§ Problem
How many lines of the records below contain the word "shirt"? Reply with the number alone.

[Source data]
** start **
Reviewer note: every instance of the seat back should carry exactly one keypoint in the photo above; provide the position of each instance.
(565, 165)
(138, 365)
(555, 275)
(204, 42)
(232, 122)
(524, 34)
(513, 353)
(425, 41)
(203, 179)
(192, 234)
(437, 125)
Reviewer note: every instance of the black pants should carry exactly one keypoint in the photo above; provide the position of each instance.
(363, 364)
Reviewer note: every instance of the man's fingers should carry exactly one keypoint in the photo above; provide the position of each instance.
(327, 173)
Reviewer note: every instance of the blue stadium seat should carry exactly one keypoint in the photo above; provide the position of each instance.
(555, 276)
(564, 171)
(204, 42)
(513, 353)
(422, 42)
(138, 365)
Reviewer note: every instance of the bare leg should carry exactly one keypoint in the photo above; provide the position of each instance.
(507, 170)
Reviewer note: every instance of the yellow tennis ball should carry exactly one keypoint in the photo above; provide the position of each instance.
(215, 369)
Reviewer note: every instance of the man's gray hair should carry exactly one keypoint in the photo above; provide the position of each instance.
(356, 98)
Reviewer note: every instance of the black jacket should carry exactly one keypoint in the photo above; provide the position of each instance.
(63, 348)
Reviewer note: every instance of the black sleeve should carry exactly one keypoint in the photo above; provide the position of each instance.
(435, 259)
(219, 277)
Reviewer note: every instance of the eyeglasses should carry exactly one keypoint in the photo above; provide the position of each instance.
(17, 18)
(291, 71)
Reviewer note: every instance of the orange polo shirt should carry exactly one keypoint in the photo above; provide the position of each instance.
** end **
** start **
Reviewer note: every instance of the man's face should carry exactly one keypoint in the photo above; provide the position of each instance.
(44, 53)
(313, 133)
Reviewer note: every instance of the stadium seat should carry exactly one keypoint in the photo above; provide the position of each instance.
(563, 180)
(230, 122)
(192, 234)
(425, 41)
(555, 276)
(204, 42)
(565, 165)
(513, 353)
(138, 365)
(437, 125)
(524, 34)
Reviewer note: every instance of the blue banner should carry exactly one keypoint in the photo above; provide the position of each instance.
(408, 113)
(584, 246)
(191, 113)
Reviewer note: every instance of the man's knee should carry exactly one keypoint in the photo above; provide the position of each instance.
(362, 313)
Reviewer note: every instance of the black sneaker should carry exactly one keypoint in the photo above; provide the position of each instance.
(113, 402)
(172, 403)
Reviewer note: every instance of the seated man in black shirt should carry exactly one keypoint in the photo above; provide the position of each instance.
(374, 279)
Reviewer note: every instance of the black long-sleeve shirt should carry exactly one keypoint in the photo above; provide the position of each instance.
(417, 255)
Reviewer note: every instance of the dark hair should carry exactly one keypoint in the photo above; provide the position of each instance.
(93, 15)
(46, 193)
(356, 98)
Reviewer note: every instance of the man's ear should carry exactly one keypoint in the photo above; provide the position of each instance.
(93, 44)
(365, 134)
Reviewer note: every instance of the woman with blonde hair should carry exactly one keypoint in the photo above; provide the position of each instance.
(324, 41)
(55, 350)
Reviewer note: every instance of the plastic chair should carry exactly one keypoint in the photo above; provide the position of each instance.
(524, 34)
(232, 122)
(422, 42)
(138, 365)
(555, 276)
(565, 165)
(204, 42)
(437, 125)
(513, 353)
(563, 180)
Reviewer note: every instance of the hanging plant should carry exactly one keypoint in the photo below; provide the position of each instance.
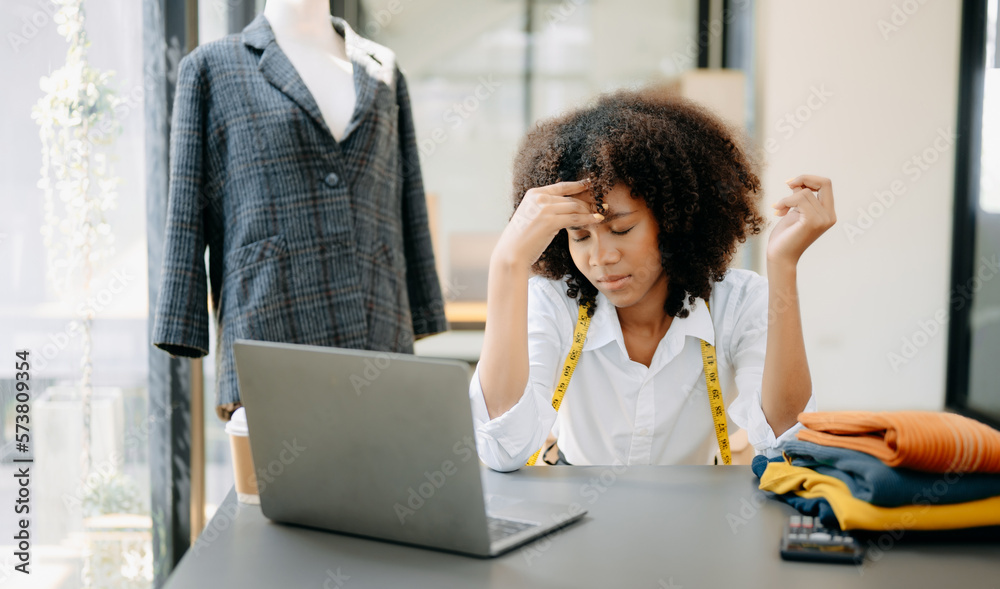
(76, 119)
** end **
§ Answer to this problem
3